Extract every line of the records below that contains the string "green", with case counting.

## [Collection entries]

--

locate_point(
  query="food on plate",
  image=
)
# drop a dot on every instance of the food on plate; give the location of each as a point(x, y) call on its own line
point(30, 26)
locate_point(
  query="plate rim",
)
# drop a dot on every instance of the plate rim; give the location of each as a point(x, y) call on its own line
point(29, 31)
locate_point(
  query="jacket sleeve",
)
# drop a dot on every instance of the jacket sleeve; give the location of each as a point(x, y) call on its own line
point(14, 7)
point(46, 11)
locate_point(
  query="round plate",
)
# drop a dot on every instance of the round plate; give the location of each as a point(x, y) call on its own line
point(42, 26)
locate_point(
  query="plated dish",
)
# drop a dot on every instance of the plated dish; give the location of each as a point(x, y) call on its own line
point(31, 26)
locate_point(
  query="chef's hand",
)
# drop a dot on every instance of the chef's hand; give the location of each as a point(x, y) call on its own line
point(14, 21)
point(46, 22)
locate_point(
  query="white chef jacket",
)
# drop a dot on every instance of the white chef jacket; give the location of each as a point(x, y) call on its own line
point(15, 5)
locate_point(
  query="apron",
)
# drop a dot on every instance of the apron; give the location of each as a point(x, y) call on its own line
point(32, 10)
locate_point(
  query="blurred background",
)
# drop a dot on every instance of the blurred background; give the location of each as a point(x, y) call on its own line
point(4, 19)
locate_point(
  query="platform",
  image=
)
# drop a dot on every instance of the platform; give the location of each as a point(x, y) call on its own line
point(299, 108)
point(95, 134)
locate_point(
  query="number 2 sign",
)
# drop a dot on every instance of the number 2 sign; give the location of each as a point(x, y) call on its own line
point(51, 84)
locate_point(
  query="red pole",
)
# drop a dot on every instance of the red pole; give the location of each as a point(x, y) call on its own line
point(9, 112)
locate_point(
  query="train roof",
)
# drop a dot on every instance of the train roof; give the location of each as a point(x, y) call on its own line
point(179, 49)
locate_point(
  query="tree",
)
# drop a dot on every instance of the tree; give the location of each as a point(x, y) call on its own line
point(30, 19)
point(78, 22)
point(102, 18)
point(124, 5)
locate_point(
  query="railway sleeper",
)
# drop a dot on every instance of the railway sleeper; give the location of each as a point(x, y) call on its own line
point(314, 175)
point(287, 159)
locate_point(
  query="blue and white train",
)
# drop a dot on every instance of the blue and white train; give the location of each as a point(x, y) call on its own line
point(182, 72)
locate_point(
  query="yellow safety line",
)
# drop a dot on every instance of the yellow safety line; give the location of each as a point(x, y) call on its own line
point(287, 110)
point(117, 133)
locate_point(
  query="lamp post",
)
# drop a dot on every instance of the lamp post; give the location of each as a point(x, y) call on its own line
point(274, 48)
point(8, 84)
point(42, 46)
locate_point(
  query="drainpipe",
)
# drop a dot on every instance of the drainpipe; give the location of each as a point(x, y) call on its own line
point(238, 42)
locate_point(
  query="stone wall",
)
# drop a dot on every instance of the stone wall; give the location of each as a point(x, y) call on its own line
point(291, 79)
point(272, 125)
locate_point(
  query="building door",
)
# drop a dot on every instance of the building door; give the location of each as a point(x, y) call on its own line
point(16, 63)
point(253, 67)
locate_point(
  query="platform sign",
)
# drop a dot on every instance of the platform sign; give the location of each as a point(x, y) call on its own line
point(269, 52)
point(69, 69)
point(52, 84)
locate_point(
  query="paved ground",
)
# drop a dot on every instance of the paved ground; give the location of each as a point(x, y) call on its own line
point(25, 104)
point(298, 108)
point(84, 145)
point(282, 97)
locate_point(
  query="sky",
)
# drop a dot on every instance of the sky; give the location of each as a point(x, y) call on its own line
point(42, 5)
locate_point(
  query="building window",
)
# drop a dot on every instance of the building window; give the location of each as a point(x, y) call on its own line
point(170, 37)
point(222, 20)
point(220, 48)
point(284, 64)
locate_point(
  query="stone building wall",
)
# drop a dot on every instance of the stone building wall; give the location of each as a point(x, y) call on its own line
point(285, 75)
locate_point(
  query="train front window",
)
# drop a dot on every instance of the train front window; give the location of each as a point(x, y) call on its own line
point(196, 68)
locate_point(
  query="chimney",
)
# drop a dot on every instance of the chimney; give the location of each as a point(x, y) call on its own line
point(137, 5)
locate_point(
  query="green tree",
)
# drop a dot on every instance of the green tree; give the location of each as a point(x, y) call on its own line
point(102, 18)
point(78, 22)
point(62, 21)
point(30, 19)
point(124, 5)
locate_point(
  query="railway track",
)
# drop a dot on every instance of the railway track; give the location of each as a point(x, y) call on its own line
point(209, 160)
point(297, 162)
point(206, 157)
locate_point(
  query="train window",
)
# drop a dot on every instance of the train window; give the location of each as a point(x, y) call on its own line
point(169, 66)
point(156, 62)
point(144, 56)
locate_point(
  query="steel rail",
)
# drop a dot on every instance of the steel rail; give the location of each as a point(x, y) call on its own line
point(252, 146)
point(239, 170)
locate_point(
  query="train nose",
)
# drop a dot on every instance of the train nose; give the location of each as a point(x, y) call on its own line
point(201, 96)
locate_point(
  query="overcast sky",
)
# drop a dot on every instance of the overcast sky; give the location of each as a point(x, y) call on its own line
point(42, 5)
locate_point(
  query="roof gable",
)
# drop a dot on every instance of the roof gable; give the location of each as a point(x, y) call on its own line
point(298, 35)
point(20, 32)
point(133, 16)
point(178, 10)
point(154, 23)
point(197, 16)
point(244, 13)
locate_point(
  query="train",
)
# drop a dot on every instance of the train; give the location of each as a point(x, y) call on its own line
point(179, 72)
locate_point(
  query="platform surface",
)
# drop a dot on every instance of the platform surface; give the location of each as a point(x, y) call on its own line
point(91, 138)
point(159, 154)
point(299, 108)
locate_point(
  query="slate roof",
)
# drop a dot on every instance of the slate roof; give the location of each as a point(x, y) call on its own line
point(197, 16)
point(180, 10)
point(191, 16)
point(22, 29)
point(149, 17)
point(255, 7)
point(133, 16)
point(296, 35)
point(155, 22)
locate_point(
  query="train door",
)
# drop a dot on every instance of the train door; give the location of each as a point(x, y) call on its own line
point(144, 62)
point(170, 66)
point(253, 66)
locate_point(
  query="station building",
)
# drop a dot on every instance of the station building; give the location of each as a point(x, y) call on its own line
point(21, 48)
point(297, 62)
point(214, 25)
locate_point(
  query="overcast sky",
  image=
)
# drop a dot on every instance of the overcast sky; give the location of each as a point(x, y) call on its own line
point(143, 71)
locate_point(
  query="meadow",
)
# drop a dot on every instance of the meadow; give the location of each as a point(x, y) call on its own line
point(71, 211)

--

## [FINAL RESULT]
  query="green tree",
# drop a dot on every instance of the green tree; give the location of each as a point(x, y) call on its own line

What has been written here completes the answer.